== ПИСЬМЕННОЕ ЗАДАНИЕ A ==
Проверьте, согласуются ли с отрывком утверждения (i) Стишок о гвозде — английская народная поэзия в переводе Маршака; (ii) Первый том «Тайны гениев» открывается сказкой о корове; (iii) Козу у мужика хотели выманить два мошенника. На каждое ответьте «да» или «нет» и приведите решающие слова отрывка в точной цитате.

На меня огромное впечатление произвел детский стишок: «Не было гвоздя — подкова пропала, не было подковы — лошадь захромала, лошадь захромала — командир убит, конница разбита, армия бежит! Враг вступает в город, пленных не щадя, оттого, что в кузнице не было гвоздя!». Эта замечательная английская народная поэзия в переводе Маршака оказала на меня не меньшее воздействие, чем потом Кант с его категорическим императивом. Я понял, что это не простое стихотворение, как и все, что живет веками. Если поймешь, что от одного недостающего гвоздя может погибнуть страна, начинаешь связывать явления.
Мой первый том «Тайны гениев» начинается со старой еврейской сказки о том, как мужик купил на рынке козу и повел ее к себе домой, а три мошенника решили хитростью ее забрать. Идет мужик, песни поет, навстречу ему первый мошенник: «Ты чего это дьявола на веревке тащишь?» — «Какой дьявол? Это — коза!». Второй мошенник выскакивает из кустов: «Ты кого ведешь? Бросай быстрей черта и беги!». Мужик оглянулся на козу — вдруг и правда черт? — да только головой покачал от удивления. Ну как же, покупал на рынке козу, все ж рядом стояли, видели. Да коза это, точно. А тут и третий кричит ему: «Беги от черта!». Бросил мужик козу и побежал, а мошенники над ним потом долго смеялись…
Так что все это — древние технологии. В результате массовой пропаганды появляются новые памятники Сталину, Ивану Грозному и т.?д.

== СОХРАНЁННЫЕ ДАННЫЕ ==
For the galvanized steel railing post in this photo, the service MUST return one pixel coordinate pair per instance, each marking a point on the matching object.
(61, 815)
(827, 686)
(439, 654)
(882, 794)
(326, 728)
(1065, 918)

== ПИСЬМЕННОЕ ЗАДАНИЕ B ==
Преобразуйте все записи выше в список JSON из строк, по одной строке на каждую строку записей, без пустых строк.

== ГОТОВЫЙ ОТВЕТ A ==
(i) Да: «Эта замечательная английская народная поэзия в переводе Маршака».
(ii) Нет: «начинается со старой еврейской сказки о том, как мужик купил на рынке козу».
(iii) Нет: «а три мошенника решили хитростью ее забрать».

== ГОТОВЫЙ ОТВЕТ B ==
[
  "For the galvanized steel railing post in this photo, the service MUST return one pixel coordinate pair per instance, each marking a point on the matching object.",
  "(61, 815)",
  "(827, 686)",
  "(439, 654)",
  "(882, 794)",
  "(326, 728)",
  "(1065, 918)"
]